# Work to complete
Find every line in the listing that contains the word "wood", and copy each of those lines.
--- start Data to use ---
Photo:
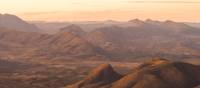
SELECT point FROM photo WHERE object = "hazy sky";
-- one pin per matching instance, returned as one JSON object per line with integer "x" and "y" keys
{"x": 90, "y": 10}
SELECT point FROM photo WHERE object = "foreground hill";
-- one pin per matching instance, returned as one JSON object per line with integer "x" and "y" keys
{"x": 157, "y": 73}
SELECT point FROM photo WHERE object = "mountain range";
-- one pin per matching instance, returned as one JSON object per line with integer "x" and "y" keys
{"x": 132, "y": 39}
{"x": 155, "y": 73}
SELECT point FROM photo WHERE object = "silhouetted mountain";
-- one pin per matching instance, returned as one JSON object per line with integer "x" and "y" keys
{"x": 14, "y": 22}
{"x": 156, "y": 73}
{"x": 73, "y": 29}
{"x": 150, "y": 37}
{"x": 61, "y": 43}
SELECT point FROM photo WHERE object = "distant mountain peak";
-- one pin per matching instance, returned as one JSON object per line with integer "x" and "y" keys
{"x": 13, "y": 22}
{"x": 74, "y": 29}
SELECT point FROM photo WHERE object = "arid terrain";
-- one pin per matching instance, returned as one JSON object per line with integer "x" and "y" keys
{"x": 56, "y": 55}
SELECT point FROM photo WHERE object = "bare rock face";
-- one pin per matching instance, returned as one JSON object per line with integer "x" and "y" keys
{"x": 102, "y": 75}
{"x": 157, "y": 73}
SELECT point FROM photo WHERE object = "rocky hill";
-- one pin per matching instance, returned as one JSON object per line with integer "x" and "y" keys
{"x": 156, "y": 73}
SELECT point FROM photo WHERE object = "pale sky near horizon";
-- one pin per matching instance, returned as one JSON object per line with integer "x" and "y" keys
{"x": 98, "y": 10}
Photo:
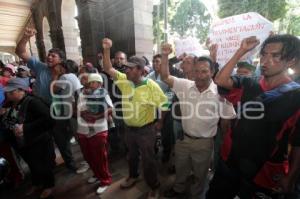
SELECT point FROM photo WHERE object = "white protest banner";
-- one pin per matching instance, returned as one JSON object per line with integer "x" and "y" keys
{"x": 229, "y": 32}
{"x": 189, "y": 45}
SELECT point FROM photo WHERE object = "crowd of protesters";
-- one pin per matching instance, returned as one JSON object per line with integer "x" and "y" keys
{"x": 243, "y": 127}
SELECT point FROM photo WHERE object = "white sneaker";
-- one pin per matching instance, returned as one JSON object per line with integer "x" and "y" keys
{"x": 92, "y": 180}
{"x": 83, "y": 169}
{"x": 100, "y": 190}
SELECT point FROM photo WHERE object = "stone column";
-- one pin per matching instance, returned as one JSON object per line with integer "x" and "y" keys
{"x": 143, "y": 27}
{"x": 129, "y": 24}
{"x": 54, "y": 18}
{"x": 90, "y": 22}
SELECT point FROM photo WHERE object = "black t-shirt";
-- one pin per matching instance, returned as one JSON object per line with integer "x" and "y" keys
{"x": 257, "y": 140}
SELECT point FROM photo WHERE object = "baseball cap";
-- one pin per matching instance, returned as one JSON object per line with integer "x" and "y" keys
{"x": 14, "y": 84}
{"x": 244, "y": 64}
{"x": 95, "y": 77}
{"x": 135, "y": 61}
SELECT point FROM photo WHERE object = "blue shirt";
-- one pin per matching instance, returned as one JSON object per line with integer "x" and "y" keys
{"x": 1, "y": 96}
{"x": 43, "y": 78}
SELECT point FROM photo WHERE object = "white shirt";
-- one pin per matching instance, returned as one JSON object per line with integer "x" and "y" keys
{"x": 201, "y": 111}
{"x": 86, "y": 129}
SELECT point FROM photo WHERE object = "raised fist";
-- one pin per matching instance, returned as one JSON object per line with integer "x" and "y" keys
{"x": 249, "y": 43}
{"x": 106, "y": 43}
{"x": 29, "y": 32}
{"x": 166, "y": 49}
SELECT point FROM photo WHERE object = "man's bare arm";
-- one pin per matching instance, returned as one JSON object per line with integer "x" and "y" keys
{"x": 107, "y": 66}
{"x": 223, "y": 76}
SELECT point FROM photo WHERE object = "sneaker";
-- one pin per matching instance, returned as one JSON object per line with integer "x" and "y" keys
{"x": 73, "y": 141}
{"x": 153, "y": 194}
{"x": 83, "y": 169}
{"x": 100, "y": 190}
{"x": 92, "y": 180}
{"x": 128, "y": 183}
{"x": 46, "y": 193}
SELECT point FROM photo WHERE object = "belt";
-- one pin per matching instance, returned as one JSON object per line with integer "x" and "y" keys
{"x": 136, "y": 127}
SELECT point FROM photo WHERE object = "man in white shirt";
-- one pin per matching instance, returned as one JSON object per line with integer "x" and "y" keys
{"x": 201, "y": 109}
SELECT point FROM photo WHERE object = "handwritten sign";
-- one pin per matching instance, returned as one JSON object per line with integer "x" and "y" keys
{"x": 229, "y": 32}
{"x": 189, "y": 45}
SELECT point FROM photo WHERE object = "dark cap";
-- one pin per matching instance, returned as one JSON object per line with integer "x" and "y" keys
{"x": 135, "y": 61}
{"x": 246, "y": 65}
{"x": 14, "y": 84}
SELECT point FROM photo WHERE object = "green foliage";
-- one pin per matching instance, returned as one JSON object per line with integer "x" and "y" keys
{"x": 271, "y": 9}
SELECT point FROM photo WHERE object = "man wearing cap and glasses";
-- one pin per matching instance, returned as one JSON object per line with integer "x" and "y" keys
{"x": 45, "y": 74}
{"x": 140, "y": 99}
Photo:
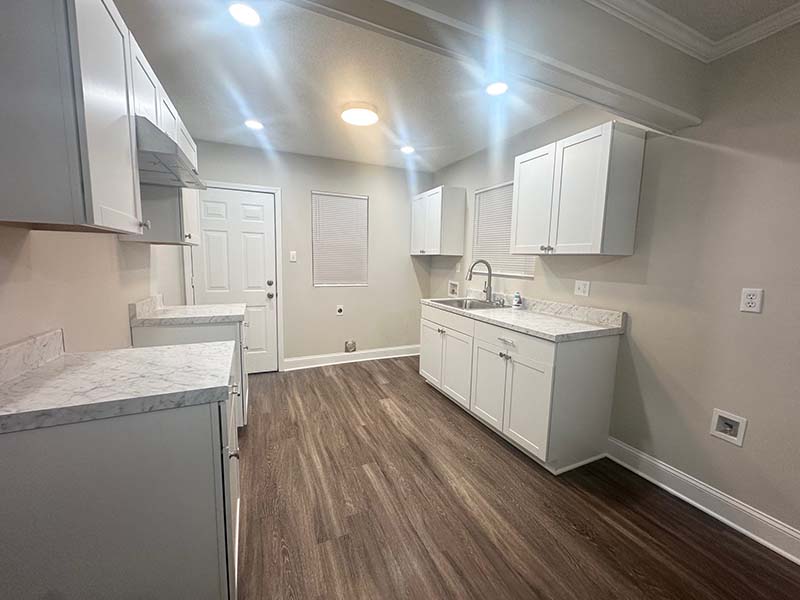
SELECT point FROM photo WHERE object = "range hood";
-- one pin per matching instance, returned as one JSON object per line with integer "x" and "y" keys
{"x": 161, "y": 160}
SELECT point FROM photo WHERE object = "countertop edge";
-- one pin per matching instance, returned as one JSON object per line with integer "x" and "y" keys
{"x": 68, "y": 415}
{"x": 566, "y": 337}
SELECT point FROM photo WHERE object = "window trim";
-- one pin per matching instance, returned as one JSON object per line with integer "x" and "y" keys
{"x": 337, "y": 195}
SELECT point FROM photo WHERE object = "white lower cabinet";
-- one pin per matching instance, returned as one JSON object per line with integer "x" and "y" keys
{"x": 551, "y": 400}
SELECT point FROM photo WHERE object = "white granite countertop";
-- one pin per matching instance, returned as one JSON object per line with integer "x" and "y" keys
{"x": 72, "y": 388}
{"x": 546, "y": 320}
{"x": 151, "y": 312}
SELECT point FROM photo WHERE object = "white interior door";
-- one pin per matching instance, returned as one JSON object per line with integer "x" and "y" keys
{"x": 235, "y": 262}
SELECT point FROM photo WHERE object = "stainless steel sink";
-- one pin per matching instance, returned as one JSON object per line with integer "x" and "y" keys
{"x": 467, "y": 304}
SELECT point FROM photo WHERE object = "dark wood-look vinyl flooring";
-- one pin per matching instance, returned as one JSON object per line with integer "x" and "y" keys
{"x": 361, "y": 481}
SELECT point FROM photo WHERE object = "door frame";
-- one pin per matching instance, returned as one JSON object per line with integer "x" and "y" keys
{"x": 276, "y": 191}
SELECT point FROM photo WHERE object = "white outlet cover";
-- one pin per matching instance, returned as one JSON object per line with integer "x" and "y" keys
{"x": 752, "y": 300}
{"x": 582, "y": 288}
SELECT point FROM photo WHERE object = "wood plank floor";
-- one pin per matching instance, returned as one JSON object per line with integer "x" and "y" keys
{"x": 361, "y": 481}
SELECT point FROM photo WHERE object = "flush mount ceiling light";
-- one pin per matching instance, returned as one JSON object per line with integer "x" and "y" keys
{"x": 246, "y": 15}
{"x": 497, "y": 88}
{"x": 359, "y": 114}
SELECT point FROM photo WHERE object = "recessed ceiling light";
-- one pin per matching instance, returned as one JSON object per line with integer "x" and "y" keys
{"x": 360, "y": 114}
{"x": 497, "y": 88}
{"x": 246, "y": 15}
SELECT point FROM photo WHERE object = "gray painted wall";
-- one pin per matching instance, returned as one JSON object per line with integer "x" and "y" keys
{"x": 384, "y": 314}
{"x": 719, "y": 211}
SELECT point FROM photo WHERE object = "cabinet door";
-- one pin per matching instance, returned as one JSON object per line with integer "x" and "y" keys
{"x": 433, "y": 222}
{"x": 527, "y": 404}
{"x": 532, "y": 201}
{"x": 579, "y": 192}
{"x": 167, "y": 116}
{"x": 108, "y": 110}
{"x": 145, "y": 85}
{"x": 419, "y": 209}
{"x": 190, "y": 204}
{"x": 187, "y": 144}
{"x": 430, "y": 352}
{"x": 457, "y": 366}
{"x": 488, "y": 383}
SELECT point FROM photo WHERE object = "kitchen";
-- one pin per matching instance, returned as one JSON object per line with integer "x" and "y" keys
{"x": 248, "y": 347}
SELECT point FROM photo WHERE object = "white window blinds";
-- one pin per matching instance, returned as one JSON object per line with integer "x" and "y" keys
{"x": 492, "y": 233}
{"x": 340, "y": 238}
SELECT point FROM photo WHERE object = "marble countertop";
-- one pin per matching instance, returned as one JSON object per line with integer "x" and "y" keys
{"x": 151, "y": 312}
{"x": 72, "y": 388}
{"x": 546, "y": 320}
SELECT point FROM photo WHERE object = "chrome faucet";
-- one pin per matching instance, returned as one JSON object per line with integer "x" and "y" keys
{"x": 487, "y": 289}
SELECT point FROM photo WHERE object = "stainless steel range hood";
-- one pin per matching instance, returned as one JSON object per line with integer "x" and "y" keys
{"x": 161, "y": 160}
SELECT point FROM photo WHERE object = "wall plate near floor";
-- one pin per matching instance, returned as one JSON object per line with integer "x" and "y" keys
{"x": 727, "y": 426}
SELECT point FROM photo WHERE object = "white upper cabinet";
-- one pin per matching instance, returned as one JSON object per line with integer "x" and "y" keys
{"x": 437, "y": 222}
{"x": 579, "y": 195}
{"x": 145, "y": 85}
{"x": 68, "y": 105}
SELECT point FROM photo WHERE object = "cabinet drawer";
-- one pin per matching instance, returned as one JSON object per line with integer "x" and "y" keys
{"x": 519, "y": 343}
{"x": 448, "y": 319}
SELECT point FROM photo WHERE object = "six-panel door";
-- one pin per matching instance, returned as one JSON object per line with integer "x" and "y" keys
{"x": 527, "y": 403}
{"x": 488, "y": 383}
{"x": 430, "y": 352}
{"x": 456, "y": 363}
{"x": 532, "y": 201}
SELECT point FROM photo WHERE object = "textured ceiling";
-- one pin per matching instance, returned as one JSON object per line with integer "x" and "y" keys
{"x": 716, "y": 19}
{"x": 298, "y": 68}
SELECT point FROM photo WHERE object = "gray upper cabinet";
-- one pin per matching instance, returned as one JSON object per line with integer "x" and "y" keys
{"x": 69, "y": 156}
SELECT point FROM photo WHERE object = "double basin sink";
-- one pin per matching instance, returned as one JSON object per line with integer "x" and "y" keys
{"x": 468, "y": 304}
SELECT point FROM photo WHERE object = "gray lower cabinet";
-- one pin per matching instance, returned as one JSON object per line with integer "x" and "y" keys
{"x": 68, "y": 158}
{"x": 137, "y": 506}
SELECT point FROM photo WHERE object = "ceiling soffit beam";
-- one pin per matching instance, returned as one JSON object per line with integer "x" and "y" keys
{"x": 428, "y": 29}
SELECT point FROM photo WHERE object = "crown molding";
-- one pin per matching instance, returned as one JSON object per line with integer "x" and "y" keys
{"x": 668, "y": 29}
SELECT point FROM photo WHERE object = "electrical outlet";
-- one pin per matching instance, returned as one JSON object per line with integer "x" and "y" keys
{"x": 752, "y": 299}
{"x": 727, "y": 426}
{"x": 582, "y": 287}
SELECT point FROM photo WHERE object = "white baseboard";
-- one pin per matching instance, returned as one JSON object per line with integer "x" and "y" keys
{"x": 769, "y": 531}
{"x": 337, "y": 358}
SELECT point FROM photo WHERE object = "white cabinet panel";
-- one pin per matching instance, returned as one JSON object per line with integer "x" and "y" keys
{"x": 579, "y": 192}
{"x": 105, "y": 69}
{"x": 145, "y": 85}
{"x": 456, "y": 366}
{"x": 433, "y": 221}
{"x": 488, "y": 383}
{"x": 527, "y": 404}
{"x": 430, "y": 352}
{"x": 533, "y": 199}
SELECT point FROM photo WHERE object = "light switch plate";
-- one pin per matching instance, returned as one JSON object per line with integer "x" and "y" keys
--- end Data to use ---
# Solution to this exercise
SELECT point FROM photo WHERE object = "dark wood-look vinyl flooring";
SELECT point FROM photo WHERE object = "wood plank floor";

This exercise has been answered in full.